╭─ TEXT EXTRACT

[Haskell-cafe] Timeout exceptions sometimes don't work, even in pure (non FFI) code

Daniel Fischer daniel.is.fischer at googlemail.com
Tue Feb 1 17:18:04 CET 2011

On Tuesday 01 February 2011 16:40:43, Job Vranish wrote:
> I'm trying to test some properties with quickcheck. If these tests fail,
> they will almost certainly fail by nontermination.
> I've been using the 'within' function to catch these nontermination
> cases. However, I was surprised to find that this doesn't always work.
> 'within' uses the 'timeout' function under the hood. Here is an example
> that demonstrates the problem:
> import System.Timeout
> import Control.Exception
> works :: Int -> Int
> works x = sum $ cycle [x]
> doesntWork :: Int -> Int
> doesntWork x = last $ cycle [x]
> test1 = timeout 1 $ evaluate $ works 5 == 5            -- terminates
> test2 = timeout 1 $ evaluate $ doesntWork 5 == 5   -- never terminates
> test1 returns Nothing as expected, but test2 never terminates. Why?

When compiled with optimisations, works doesn't terminate either.

I believe it's because works actually does some work and allocations 
(without optimisations), while doesntWork is a non-allocating loop.

╰─
╭─ LISTED RECORDS

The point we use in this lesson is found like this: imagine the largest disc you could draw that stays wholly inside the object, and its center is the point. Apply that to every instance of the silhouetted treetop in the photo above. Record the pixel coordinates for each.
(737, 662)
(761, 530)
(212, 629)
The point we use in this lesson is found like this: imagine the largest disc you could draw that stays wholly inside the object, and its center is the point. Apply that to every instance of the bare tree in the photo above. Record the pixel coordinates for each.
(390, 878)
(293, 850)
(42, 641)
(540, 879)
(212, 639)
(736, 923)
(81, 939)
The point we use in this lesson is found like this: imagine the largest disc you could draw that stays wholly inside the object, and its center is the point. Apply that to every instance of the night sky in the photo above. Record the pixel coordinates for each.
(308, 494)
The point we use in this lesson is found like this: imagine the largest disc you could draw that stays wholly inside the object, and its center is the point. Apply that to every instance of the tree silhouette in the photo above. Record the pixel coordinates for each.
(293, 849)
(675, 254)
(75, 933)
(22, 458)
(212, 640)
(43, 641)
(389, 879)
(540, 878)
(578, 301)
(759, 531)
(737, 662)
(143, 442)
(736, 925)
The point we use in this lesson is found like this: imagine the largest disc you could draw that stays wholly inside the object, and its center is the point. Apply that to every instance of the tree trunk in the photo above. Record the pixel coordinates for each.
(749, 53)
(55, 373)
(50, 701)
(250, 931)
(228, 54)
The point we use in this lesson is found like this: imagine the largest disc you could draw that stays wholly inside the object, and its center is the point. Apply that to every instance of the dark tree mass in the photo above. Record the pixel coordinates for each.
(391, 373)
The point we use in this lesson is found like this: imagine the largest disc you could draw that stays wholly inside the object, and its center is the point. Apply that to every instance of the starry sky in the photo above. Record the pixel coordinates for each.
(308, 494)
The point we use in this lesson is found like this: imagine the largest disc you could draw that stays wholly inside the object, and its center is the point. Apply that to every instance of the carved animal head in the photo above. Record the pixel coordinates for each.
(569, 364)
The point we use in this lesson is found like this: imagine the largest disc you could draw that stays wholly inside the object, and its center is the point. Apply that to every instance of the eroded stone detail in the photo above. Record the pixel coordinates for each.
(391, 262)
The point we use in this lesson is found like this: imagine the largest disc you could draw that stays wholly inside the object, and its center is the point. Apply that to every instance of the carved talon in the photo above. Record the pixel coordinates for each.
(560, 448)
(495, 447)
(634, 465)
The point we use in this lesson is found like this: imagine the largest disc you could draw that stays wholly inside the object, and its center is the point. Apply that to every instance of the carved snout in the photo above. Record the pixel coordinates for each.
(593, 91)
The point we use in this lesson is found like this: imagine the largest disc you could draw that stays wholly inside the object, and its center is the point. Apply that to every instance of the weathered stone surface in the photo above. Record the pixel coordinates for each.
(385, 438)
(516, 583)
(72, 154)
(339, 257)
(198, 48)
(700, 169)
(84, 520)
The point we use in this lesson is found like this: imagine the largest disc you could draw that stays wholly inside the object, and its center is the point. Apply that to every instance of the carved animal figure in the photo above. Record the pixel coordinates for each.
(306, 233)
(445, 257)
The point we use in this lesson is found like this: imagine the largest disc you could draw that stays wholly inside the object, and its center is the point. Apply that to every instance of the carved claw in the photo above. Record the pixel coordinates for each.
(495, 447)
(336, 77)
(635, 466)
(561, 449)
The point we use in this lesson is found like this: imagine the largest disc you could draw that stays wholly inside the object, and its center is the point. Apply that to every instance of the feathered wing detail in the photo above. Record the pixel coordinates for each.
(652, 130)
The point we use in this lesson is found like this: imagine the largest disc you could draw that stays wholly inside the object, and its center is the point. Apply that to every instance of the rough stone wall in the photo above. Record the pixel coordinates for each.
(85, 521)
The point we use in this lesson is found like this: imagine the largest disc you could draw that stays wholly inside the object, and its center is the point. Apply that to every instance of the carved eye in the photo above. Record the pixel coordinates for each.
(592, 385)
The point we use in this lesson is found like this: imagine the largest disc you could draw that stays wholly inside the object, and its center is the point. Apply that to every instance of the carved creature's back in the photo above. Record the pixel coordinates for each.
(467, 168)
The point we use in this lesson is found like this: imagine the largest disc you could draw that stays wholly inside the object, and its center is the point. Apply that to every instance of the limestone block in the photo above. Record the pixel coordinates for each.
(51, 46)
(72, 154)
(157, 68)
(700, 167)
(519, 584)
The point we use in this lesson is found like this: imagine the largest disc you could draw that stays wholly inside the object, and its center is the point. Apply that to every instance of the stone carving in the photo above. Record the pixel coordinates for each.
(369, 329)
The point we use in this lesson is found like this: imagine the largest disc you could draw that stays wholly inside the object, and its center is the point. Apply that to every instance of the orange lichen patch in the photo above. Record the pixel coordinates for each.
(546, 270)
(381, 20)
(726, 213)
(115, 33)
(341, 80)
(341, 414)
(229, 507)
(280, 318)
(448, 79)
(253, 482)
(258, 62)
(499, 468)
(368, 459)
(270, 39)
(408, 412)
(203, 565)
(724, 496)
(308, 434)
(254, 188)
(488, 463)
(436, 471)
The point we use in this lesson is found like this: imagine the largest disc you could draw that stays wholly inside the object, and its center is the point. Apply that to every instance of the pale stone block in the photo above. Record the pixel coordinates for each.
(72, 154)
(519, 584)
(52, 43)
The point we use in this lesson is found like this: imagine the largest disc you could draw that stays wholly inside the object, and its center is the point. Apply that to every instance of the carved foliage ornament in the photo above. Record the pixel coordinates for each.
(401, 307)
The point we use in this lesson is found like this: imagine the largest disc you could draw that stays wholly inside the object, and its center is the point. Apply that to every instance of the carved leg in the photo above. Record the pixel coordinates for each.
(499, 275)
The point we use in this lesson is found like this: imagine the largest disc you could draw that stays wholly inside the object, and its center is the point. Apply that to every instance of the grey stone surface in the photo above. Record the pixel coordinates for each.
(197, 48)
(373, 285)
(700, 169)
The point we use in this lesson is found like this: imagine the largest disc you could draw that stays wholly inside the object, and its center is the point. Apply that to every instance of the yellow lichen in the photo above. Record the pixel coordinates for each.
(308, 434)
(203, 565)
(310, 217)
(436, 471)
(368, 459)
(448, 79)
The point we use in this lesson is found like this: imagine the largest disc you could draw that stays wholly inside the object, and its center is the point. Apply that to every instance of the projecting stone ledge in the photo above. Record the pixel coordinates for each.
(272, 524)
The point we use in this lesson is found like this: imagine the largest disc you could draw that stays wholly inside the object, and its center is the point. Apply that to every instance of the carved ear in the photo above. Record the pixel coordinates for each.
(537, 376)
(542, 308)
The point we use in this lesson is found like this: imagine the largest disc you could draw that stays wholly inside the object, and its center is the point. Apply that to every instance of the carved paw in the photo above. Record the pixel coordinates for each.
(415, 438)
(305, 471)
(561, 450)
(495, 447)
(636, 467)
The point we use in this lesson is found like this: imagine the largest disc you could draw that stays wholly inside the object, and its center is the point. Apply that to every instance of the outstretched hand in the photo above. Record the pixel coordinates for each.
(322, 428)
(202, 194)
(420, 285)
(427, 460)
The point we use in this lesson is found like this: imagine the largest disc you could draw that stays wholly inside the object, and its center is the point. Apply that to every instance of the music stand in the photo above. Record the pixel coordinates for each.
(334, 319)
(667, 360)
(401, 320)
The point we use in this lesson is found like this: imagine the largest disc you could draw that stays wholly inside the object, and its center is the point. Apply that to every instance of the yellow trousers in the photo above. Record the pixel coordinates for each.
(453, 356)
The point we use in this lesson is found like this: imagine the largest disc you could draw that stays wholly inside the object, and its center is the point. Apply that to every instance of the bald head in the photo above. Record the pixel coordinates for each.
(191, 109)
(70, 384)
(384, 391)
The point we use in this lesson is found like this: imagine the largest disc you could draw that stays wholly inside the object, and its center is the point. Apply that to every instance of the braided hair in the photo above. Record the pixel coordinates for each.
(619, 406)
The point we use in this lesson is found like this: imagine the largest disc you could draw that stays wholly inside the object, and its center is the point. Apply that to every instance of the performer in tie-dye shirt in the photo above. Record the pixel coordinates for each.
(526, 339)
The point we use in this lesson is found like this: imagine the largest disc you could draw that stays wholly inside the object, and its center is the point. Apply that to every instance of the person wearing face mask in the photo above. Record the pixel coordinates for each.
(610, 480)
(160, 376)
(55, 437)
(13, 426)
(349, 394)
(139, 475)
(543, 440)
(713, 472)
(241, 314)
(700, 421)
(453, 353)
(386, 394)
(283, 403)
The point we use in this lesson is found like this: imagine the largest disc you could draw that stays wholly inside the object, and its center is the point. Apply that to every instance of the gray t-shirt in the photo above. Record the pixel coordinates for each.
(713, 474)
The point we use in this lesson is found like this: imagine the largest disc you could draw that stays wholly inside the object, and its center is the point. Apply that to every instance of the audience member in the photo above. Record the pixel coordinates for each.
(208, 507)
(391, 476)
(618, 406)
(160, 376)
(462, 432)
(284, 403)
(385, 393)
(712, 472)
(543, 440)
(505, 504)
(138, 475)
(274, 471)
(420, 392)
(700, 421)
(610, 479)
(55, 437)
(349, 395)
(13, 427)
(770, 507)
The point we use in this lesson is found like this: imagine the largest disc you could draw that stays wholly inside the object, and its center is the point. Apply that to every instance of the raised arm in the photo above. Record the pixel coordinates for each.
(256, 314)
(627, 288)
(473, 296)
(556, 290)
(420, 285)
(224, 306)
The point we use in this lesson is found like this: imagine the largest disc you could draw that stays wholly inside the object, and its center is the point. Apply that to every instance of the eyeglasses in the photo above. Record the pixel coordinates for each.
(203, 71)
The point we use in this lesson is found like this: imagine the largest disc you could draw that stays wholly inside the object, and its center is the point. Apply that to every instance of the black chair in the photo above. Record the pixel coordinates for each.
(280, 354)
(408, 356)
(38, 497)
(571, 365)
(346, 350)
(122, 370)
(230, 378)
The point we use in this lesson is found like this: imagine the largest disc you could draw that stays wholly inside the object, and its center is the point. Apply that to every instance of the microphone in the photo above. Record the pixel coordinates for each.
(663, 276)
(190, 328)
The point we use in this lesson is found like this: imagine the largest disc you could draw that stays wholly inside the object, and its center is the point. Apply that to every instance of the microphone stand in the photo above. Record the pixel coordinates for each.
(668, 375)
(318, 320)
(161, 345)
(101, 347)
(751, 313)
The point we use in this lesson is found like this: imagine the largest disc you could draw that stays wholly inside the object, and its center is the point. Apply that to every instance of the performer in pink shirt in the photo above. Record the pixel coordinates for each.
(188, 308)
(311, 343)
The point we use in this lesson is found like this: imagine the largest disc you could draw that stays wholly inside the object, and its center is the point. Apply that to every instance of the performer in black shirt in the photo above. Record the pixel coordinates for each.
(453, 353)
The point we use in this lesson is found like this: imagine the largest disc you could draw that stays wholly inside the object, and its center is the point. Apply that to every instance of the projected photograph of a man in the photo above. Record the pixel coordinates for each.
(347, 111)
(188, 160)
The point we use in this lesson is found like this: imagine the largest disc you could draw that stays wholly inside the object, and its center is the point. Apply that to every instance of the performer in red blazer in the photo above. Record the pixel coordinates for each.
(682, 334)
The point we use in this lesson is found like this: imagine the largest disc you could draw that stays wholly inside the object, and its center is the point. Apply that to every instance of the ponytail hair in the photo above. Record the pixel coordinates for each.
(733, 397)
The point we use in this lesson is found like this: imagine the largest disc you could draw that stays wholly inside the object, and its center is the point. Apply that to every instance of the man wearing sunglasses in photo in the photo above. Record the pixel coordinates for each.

╰─

▶ [TASKS TO PERFORM]:
1. List every function the example code in the timeout thread defines, in the order it defines them.
2. Answer these about the timeout thread:
(a) Which function does 'within' use under the hood?
(b) What does test1 return?
(c) According to the reply, what does works do when compiled with optimisations?
3. Copy a passage from the timeout thread word for word. Begin at the words "When compiled with" and stop after "a non-allocating loop.".

▶ [WORKED ANSWERS]:
1.
works
doesntWork
test1
test2

2.
(a) The 'timeout' function.
(b) Nothing.
(c) It doesn't terminate either.

3.
When compiled with optimisations, works doesn't terminate either.

I believe it's because works actually does some work and allocations 
(without optimisations), while doesntWork is a non-allocating loop.